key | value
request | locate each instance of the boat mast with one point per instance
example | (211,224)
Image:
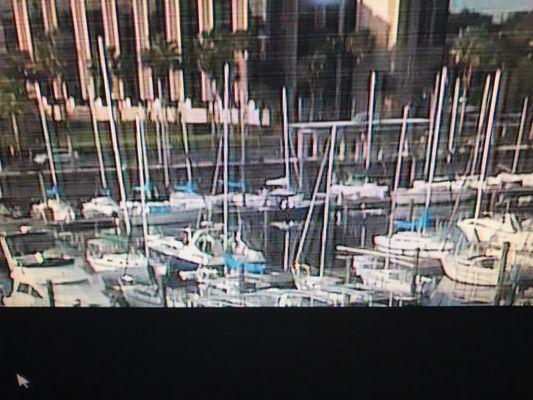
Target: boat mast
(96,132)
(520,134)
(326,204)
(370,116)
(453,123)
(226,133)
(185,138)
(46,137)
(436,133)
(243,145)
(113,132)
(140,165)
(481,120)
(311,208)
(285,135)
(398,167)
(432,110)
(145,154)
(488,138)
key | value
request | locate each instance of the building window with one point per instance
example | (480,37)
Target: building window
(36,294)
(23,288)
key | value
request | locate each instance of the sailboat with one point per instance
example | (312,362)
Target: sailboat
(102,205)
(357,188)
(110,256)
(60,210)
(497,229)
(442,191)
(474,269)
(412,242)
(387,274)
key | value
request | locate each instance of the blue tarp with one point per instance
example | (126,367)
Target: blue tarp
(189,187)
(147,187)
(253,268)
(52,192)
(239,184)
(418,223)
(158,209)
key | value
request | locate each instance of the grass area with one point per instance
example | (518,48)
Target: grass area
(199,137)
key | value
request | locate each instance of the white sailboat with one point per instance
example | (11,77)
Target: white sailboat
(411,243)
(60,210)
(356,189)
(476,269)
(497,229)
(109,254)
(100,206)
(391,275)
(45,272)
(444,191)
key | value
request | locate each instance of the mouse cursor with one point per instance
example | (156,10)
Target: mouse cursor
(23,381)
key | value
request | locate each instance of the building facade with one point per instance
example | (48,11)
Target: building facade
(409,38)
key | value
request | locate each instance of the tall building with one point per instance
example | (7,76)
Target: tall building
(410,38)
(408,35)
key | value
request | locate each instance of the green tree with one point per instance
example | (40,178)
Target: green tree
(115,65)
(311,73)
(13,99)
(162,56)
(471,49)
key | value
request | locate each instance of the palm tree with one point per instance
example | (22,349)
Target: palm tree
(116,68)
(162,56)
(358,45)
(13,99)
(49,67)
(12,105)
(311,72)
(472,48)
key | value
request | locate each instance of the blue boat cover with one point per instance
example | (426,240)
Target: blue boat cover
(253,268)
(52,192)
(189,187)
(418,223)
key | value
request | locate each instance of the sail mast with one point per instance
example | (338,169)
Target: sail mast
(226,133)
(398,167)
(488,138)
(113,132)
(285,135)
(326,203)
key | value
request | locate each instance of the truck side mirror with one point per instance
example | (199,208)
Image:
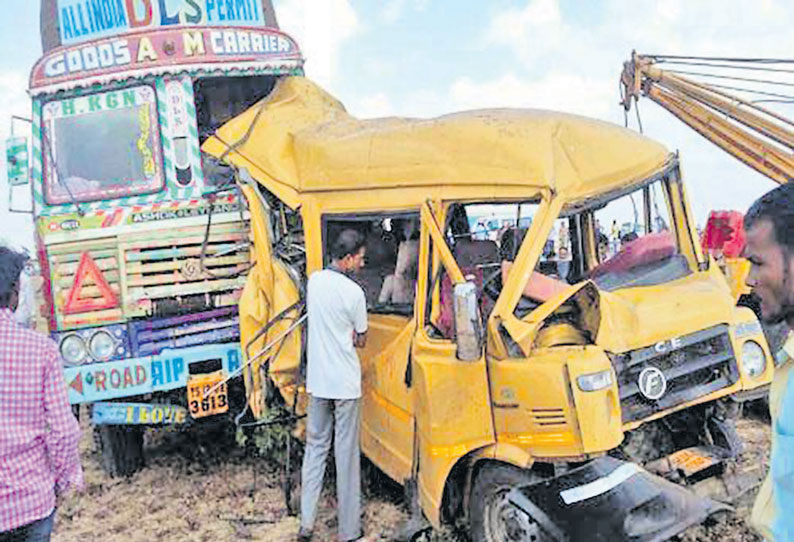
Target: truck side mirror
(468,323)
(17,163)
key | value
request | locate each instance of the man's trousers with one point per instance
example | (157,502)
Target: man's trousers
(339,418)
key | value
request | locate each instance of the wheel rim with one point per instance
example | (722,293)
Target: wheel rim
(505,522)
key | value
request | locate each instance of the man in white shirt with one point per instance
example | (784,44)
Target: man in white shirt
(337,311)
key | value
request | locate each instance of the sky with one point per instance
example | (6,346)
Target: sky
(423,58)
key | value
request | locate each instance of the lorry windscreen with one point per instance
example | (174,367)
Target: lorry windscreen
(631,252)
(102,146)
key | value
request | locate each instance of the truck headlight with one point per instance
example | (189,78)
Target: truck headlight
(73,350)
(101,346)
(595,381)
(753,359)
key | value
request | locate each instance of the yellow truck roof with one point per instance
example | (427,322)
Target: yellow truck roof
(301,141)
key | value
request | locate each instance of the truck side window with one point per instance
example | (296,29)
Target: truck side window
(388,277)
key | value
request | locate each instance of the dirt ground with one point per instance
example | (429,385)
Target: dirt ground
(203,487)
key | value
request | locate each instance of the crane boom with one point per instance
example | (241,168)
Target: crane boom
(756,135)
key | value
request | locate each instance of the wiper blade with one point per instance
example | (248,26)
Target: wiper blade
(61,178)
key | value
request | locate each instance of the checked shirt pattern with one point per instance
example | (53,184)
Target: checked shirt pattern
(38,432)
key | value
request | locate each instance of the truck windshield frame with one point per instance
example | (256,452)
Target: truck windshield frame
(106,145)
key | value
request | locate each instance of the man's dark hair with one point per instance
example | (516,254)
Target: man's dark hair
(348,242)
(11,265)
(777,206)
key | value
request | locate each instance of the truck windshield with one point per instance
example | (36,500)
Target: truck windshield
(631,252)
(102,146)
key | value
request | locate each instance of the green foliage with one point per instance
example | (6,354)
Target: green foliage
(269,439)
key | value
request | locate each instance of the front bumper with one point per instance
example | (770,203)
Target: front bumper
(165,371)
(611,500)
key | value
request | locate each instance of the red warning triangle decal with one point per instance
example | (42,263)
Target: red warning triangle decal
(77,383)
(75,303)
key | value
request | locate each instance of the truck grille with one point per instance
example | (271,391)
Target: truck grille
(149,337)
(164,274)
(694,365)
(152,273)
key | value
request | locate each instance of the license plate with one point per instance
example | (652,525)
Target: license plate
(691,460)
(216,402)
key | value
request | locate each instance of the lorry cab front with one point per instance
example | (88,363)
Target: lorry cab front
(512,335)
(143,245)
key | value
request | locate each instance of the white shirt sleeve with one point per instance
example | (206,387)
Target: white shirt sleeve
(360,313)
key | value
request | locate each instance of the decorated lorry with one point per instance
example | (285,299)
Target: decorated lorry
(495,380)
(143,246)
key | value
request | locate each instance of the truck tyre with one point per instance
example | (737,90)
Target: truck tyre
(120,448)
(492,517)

===

— WHAT THE TASK ASKS —
Please state how many lines in the listing above contain the string "headlight", with case counting, and give only the number.

— SOLUTION —
2